▼
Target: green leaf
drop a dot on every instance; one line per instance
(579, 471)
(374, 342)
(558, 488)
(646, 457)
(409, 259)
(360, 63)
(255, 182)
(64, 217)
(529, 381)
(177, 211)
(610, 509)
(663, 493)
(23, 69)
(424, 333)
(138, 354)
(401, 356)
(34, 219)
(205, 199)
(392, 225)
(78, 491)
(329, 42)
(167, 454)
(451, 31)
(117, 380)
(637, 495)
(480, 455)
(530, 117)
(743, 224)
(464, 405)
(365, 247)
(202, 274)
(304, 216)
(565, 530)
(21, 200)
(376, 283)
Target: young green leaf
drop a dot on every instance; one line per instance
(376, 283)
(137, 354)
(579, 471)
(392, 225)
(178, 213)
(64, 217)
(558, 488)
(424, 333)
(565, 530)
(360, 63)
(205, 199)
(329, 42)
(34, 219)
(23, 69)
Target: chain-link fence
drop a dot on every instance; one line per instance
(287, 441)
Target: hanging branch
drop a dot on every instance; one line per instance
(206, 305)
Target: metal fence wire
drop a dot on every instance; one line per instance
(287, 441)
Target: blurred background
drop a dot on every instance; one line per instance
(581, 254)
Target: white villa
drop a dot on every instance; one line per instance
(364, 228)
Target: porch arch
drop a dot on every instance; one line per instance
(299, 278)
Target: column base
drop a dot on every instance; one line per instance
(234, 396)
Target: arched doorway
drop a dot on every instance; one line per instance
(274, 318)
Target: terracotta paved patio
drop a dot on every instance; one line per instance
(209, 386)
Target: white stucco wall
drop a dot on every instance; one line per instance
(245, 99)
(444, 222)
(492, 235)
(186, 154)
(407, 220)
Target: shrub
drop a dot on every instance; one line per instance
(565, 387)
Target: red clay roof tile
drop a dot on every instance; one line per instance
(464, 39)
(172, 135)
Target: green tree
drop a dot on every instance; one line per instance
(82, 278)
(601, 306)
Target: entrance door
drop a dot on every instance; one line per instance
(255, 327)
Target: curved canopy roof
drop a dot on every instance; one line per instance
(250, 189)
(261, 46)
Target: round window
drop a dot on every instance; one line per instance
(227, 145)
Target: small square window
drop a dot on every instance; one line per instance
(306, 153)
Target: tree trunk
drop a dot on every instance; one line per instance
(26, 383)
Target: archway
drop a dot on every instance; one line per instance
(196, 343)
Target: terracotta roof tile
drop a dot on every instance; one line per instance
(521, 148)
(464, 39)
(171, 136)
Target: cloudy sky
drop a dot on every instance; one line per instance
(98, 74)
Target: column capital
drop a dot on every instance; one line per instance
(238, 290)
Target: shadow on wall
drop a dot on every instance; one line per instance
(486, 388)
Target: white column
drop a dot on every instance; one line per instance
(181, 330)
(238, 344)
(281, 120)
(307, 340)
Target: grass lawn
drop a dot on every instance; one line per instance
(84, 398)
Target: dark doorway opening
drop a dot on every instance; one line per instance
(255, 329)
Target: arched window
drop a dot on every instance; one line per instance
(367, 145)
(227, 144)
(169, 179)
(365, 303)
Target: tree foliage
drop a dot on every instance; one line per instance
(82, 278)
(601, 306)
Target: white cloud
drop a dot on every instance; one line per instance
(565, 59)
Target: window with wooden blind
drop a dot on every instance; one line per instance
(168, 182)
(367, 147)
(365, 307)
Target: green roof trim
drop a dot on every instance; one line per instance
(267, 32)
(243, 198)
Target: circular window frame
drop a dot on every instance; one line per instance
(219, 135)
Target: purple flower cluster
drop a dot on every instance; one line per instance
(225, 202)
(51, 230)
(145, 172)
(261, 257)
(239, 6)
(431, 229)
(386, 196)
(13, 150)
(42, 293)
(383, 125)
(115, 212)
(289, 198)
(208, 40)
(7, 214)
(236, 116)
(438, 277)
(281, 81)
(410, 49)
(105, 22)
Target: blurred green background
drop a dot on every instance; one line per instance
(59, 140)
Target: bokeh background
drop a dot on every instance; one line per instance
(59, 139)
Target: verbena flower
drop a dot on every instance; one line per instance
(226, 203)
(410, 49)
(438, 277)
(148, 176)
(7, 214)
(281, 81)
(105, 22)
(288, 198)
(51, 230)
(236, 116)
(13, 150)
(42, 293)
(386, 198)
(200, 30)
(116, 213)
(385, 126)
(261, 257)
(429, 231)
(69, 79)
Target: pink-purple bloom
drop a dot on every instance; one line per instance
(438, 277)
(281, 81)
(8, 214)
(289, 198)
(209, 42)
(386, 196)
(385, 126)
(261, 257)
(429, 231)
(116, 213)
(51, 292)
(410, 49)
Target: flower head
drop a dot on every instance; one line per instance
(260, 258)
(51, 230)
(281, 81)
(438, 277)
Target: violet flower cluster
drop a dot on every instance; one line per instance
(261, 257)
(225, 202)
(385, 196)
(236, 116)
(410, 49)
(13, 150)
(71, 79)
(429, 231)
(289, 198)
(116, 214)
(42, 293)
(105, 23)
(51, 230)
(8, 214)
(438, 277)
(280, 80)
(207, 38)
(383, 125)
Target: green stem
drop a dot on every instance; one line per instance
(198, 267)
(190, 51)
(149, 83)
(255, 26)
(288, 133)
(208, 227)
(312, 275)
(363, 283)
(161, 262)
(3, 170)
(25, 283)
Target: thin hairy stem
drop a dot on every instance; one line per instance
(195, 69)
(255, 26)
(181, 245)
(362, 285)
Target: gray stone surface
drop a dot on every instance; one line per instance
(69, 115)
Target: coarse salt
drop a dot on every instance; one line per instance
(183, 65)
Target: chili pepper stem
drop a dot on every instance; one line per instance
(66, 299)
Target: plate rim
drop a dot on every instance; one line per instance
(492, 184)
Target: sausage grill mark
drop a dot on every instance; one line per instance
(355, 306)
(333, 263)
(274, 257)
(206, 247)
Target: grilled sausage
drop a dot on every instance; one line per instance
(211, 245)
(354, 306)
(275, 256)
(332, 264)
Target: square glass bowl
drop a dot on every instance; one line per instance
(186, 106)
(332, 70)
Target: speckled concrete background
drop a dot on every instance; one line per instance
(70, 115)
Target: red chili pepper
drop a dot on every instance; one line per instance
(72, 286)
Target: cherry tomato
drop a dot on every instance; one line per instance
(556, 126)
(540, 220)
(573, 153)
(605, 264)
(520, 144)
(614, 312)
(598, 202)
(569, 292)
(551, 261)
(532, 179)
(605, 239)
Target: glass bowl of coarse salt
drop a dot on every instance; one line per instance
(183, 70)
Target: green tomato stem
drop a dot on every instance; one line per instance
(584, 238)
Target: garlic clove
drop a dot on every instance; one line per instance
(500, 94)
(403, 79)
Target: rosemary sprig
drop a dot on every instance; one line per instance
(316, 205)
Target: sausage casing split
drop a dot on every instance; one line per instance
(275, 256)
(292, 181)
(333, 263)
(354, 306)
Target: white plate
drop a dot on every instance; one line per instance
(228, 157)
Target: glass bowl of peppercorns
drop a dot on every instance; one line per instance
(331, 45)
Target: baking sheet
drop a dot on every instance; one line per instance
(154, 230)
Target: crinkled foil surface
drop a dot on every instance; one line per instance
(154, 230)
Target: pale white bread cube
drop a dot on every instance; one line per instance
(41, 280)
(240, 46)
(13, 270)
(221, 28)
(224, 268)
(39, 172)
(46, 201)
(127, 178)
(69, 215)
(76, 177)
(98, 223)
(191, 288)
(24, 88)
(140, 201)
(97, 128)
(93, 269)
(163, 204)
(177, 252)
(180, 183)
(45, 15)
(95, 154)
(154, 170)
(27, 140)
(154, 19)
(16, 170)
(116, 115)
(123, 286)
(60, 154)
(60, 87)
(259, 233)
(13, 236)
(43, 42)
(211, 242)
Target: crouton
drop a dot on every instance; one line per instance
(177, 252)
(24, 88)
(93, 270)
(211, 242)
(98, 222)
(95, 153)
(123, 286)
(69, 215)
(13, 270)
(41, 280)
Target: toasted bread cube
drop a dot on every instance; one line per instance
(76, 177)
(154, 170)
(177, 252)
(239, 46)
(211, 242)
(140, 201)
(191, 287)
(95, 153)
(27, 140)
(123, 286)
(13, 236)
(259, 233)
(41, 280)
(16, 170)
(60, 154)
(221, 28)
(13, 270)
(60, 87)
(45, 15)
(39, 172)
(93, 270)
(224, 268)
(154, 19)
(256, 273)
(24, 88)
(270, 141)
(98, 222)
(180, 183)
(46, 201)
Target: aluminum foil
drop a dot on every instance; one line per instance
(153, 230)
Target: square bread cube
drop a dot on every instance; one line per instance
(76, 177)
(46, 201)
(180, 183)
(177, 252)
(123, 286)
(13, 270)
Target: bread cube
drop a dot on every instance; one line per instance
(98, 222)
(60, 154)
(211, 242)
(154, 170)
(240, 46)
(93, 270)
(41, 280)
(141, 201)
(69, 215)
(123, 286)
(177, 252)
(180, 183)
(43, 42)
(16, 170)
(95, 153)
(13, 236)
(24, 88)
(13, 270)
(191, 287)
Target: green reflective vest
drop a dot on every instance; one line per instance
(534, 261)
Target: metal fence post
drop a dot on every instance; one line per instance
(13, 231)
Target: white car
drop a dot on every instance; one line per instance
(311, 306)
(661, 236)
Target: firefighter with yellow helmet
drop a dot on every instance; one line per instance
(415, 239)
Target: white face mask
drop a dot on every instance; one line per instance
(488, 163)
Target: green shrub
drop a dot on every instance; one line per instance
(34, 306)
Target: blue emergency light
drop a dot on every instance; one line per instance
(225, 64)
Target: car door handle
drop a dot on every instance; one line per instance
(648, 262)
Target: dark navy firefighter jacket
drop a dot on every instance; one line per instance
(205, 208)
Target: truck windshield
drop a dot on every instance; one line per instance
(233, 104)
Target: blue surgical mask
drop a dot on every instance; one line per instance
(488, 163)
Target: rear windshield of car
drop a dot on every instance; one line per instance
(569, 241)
▲
* _WHAT THE EXERCISE ASKS_
Count every line above that includes the string "dark", and answer with the count only.

* _TASK RESPONSE_
2